Exercises -
[1] Using the passage below on seafood for cats, explain in one to three sentences why oysters are judged unsuitable for cats.
[2] According to the passage below on seafood for cats, what is the recommended weekly portion of lobster?

═══ Document extract

As long as they are used as part of a complete and balanced nutrition, prawns can be a healthy addition to the feline diet. Since prawns are not part of the cat’s natural diet they should not be used as meal substitutes. Instead, prawns make excellent treats.
Prawns are rich in proteins yet low in calories – this feature is the reason prawns are the ideal treat option for cats on weight loss regimens. Prawns are also rich in omega-3 fatty acids, antioxidants, and vitamins A, E, B1, B3, and B12.
Final verdict: Yes, cats can eat prawns.
Portion size: one or two prawns a week.
Preparation method: cooked (raw prawns can cause foodborne diseases and contain thiaminase).
Lobsters are extremely low in carbohydrates and rich in essential amino acids and minerals. As long as used properly and moderately, lobsters make excellent snacks for cats. Just keep in mind that the lobster needs to be bought fresh and thoroughly cooked before serving it to your cat.
Final verdict: Yes, cats can eat lobsters.
Portion size: Two to three bite-sized chunks a week.
Oysters are packed with the enzyme thiaminaze. Unlike people, cats are extremely sensitive to this enzyme and small amounts of oysters are enough to cause a life-threatening vitamin B1 deficiency. This enzyme’s effects can be neutralized through cooking but since oysters are served raw, they enzyme deactivation is out of the picture. Therefore, it is logical to assume that oysters are not a cat-friendly seafood treat.
Final verdict: No, cats cannot eat oysters.
Mussels contain plenty of proteins, healthy fatty acids, minerals and vitamins. Mussels are becoming increasingly popular for battling arthritis and decreasing the arthritis-related pain in older individuals. As long as they are well-cooked and served plain, mussels make an excellent addition to every cat’s menu. They can be used as a treat or a frequent side-dish.
Final verdict: Yes, cat can eat mussels.
Portion size: A mussel or two ever few days.
Squids are a protein rich food that cats can benefit from. However, to be cat-friendly, squids must be carefully prepared – well-cooked (preferably boiled), without salt, spices and condiments and served finely chopped.
Squids are popularly used fried, in the form of calamari. The fried version is not a cat-friendly alternative as it is too fattening.
Final verdict: Yes, cats can eat squid, but they cannot eat calamari.
Portion size: A ring or two per week.

══════
═══ Supplied entries

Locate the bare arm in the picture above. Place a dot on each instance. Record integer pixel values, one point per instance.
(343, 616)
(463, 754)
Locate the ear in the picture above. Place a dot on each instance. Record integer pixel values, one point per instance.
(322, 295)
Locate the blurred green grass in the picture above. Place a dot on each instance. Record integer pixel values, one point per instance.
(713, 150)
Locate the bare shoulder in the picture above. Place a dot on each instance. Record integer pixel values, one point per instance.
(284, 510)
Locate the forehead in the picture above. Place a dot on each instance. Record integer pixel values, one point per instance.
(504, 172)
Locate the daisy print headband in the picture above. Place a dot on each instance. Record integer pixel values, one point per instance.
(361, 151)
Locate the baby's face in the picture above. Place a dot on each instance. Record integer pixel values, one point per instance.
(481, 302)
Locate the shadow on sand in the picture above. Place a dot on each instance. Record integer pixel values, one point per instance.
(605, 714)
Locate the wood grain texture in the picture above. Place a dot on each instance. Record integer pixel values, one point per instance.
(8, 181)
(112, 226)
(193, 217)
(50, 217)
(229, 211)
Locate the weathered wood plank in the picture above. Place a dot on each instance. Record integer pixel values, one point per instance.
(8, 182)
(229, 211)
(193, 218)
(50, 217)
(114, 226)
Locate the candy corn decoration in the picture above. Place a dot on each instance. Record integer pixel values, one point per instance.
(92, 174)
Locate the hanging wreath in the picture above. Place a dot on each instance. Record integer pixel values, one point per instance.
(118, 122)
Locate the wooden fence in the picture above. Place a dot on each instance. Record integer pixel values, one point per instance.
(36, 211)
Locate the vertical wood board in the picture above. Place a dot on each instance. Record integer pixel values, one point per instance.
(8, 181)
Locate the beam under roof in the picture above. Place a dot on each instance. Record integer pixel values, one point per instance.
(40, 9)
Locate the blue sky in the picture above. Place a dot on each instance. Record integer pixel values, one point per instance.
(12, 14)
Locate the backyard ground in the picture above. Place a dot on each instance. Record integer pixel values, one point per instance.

══════

Solutions by task -
[1] Oysters contain a lot of the enzyme thiaminase, to which cats are extremely sensitive, so even small amounts can cause a life-threatening vitamin B1 deficiency. Cooking can neutralize the enzyme, but oysters are served raw, so it is never deactivated.

[2] Two to three bite-sized chunks a week.